### What the task requires
For the listing below, print exactly the lines from the line with "Confirm every instance of the side mirror" to the line with "Confirm every instance of the rear hatch", both included, and nothing beyond them.

### Extracted information

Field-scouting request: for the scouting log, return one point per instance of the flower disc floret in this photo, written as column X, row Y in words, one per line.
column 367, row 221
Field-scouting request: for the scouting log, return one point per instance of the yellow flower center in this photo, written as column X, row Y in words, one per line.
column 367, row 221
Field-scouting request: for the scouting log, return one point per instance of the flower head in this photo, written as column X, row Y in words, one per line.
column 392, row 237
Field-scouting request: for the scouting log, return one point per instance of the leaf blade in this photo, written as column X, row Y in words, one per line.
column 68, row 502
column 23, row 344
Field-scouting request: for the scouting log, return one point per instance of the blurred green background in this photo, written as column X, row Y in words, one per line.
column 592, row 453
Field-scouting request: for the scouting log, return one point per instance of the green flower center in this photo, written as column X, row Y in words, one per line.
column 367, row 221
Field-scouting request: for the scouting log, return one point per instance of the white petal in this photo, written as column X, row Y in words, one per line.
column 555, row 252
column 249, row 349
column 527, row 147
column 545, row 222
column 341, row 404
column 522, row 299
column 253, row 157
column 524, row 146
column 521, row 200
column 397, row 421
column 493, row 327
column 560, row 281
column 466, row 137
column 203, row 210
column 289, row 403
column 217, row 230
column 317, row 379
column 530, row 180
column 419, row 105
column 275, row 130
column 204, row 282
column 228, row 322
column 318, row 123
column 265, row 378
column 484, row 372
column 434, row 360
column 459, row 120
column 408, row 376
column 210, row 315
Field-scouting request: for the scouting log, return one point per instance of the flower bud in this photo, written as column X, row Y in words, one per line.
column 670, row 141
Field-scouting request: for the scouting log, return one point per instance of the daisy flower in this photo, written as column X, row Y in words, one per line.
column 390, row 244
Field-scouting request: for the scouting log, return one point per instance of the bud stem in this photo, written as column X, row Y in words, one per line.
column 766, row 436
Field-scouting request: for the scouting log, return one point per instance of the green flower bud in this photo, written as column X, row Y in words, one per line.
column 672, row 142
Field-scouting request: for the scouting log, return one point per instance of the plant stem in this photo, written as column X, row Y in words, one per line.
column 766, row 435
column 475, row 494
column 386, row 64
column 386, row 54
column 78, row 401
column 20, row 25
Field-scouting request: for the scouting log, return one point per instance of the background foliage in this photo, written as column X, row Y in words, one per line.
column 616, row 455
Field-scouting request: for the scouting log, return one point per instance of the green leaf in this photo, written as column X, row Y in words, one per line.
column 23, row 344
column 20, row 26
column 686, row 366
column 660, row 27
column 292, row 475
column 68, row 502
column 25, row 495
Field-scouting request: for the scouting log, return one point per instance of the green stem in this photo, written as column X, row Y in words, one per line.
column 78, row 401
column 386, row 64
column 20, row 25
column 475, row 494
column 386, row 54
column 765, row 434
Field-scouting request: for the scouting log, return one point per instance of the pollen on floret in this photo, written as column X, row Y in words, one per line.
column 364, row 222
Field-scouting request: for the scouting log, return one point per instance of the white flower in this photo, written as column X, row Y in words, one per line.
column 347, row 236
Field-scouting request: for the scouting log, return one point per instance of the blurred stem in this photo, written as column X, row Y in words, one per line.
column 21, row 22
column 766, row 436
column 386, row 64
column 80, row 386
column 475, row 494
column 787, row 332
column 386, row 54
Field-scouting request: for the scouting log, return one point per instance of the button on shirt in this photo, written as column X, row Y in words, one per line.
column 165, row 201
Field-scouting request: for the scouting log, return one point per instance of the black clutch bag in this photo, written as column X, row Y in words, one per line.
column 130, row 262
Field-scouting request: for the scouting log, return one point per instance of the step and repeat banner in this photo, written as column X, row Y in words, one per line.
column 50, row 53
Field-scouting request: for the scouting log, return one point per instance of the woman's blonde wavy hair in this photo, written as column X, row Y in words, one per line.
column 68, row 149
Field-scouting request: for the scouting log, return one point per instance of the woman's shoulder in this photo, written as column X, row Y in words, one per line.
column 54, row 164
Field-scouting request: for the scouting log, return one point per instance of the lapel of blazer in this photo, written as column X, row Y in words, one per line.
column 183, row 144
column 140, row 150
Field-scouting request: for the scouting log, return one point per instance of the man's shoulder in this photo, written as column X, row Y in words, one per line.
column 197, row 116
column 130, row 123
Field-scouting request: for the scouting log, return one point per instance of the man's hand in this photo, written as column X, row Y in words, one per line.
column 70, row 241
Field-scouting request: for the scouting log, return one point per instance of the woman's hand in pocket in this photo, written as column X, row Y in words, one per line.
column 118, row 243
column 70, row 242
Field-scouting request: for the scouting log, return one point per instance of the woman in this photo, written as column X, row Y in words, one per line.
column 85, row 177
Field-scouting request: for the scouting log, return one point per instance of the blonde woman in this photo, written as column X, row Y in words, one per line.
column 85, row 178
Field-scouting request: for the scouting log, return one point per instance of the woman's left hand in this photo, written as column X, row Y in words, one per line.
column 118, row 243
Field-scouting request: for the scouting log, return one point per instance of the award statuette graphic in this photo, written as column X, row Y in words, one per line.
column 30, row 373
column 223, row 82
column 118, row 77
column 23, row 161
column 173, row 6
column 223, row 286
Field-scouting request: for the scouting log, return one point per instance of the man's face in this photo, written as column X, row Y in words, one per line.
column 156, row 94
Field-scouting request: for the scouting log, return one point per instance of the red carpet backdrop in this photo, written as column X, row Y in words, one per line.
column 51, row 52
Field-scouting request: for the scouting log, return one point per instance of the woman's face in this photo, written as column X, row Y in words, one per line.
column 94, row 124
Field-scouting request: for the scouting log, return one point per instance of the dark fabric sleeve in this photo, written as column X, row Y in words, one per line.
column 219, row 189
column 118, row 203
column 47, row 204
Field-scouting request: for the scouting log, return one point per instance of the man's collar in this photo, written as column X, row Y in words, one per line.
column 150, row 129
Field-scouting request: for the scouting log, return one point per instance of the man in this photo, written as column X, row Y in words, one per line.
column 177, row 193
==
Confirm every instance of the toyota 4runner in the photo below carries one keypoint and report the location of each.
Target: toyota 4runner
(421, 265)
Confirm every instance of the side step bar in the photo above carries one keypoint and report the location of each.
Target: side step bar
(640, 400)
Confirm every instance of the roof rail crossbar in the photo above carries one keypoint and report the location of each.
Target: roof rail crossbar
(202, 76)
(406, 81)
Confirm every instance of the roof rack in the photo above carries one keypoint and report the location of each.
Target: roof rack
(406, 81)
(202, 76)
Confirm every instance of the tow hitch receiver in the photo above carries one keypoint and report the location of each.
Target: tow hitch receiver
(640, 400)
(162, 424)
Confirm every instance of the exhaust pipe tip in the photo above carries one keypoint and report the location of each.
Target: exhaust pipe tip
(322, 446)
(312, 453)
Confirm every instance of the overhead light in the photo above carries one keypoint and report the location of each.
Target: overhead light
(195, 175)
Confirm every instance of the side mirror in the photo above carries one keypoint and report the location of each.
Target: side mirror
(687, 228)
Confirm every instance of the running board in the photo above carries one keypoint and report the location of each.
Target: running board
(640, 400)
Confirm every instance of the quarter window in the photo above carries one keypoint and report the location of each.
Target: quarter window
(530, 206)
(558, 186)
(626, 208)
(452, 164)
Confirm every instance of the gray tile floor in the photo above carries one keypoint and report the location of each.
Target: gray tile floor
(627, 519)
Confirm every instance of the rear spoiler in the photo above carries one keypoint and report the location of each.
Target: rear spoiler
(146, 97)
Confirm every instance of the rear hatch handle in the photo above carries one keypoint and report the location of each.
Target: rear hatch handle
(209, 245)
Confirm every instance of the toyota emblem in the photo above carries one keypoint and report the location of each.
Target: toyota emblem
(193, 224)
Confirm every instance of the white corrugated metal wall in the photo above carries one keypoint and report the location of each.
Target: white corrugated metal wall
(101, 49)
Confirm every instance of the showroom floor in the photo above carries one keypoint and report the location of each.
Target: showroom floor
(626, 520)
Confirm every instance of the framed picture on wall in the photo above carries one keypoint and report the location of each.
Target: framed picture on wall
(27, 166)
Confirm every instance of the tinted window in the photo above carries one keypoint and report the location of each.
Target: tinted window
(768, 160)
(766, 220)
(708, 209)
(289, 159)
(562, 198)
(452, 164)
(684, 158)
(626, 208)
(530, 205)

### Response area
Confirm every instance of the side mirror in the photo above carries one keypoint and report the location of each.
Target: side mirror
(687, 228)
Confirm every instance of the running board in the photo above carries one keypoint and report the location of each.
Target: running board
(640, 400)
Confirm every instance of the quarter window in the photo above carries one keypoint and report the location of each.
Target: quarter window
(530, 206)
(558, 186)
(626, 208)
(452, 164)
Confirm every instance of the gray tile floor in the photo above carries one keypoint and report the location of each.
Target: gray tile floor
(627, 519)
Confirm every instance of the rear spoiler in the photo above carries one keypoint and report the location of each.
Target: rear spoiler
(146, 97)
Confirm every instance of the rear hatch handle in the photo above carries one keypoint and report the location of each.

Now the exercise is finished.